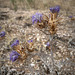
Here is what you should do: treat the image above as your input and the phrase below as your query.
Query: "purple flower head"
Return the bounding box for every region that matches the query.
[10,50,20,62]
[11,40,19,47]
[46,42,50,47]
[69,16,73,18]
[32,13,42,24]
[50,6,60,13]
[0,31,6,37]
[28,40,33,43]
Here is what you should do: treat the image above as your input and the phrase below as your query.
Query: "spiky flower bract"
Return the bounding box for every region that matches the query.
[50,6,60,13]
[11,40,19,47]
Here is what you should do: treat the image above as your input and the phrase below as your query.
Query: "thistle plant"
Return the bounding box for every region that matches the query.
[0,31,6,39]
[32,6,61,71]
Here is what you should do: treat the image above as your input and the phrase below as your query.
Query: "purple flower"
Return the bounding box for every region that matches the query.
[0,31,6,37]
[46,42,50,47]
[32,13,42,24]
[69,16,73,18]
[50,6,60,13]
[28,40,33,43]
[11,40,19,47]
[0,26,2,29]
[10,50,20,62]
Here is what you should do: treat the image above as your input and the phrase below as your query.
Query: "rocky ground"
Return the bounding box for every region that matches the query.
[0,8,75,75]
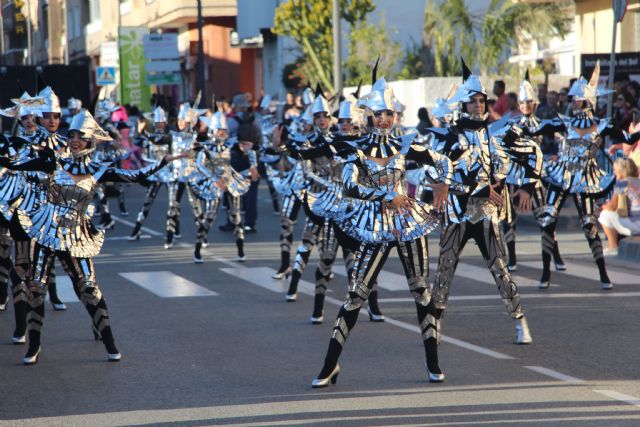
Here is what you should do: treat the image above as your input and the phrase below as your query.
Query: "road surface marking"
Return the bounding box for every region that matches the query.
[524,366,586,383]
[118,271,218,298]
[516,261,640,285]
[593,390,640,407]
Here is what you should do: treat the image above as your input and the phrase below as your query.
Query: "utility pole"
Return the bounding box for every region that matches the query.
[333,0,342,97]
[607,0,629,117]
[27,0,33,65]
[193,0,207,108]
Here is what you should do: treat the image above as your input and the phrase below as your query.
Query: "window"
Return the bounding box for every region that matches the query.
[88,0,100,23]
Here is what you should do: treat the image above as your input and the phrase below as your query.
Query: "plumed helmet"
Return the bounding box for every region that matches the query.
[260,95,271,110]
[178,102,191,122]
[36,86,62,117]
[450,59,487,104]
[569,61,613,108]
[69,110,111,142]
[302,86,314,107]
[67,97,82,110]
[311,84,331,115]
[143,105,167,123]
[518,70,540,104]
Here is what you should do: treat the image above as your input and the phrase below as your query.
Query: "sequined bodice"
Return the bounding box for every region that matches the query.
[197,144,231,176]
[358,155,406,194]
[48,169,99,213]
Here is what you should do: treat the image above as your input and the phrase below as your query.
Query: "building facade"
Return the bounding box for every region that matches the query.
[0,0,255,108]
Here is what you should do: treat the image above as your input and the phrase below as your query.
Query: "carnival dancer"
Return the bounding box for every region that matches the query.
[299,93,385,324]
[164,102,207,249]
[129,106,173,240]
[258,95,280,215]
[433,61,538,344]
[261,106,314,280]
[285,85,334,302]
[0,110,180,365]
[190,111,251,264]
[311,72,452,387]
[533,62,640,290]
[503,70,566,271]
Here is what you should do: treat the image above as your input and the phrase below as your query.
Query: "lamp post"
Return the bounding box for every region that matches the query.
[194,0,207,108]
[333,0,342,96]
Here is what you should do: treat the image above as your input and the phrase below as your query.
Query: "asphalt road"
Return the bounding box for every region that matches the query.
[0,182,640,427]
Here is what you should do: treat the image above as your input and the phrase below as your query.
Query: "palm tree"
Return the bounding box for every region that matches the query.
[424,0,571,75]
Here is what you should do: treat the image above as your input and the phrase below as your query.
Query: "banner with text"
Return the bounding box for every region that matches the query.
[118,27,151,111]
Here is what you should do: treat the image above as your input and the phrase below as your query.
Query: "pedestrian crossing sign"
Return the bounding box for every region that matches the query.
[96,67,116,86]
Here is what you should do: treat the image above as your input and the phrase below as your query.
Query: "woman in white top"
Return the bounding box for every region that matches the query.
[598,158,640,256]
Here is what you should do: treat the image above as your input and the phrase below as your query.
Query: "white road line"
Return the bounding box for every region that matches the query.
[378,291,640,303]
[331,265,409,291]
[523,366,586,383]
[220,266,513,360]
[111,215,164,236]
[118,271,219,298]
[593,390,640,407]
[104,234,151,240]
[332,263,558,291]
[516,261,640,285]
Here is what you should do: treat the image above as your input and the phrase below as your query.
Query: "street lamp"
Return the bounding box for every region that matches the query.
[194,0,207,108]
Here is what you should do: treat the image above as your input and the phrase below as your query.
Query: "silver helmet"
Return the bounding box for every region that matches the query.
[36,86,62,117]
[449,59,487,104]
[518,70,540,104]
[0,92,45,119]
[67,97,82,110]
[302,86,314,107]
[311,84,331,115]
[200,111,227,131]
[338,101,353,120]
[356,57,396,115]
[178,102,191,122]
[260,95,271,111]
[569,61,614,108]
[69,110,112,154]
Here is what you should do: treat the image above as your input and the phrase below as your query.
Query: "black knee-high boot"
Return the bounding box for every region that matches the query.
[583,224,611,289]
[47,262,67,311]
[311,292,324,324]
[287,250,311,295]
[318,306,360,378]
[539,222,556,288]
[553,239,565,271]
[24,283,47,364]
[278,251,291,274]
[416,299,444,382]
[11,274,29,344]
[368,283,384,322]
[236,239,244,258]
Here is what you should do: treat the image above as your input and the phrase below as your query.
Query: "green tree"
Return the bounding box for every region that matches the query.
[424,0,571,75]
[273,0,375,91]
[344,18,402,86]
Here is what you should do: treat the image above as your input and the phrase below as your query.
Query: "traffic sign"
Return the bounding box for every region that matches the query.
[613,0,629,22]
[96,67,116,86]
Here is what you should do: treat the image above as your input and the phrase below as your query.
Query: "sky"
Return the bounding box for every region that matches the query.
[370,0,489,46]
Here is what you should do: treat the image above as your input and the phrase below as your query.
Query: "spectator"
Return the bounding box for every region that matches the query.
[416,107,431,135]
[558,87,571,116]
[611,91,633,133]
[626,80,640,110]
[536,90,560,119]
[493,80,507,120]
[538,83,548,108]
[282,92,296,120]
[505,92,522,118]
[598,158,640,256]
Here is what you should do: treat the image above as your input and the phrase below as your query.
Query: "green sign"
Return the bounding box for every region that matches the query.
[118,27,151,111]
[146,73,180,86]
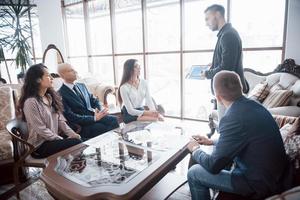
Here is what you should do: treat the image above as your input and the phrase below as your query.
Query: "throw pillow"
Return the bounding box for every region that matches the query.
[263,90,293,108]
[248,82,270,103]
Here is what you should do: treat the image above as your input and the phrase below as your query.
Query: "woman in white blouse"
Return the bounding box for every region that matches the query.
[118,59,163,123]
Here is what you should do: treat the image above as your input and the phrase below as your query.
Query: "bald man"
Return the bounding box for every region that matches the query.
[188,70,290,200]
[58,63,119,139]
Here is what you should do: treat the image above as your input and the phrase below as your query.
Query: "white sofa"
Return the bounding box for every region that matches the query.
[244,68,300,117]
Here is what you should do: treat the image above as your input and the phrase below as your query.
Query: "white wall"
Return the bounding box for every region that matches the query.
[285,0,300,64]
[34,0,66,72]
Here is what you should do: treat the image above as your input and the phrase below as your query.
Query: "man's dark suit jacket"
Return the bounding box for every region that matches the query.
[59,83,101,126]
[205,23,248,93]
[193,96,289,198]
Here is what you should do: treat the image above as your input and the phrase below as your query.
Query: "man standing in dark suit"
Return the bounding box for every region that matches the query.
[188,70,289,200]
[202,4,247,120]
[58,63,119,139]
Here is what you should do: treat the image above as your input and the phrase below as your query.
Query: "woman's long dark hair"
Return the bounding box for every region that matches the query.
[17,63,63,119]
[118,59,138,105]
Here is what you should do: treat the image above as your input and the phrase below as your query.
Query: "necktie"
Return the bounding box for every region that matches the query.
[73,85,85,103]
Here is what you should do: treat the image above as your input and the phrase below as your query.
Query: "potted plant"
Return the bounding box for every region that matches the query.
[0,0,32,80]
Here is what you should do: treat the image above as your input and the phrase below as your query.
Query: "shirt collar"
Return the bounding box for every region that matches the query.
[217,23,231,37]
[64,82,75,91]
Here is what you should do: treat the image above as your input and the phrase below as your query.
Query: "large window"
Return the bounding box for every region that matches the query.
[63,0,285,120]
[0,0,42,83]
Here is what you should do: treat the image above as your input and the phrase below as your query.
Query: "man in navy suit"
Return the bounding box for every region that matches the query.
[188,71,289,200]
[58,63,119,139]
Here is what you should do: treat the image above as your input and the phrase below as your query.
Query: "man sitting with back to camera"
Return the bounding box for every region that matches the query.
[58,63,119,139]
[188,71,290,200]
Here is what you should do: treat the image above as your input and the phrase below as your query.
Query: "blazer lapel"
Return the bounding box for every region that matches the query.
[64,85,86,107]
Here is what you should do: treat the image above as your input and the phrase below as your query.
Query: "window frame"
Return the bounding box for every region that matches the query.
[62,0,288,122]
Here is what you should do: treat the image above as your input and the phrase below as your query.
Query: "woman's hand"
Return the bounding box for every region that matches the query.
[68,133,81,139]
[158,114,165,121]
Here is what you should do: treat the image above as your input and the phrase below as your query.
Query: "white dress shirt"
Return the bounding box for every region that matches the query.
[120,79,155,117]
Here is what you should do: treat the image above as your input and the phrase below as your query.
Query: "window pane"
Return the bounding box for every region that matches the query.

-------------------------

▸ What you should do
Return every line of the records that contains the word "flower", copying each such line in full.

▸ Reply to the exercise
Query: "purple flower head"
Query: "spiky flower bract"
Query: "purple flower"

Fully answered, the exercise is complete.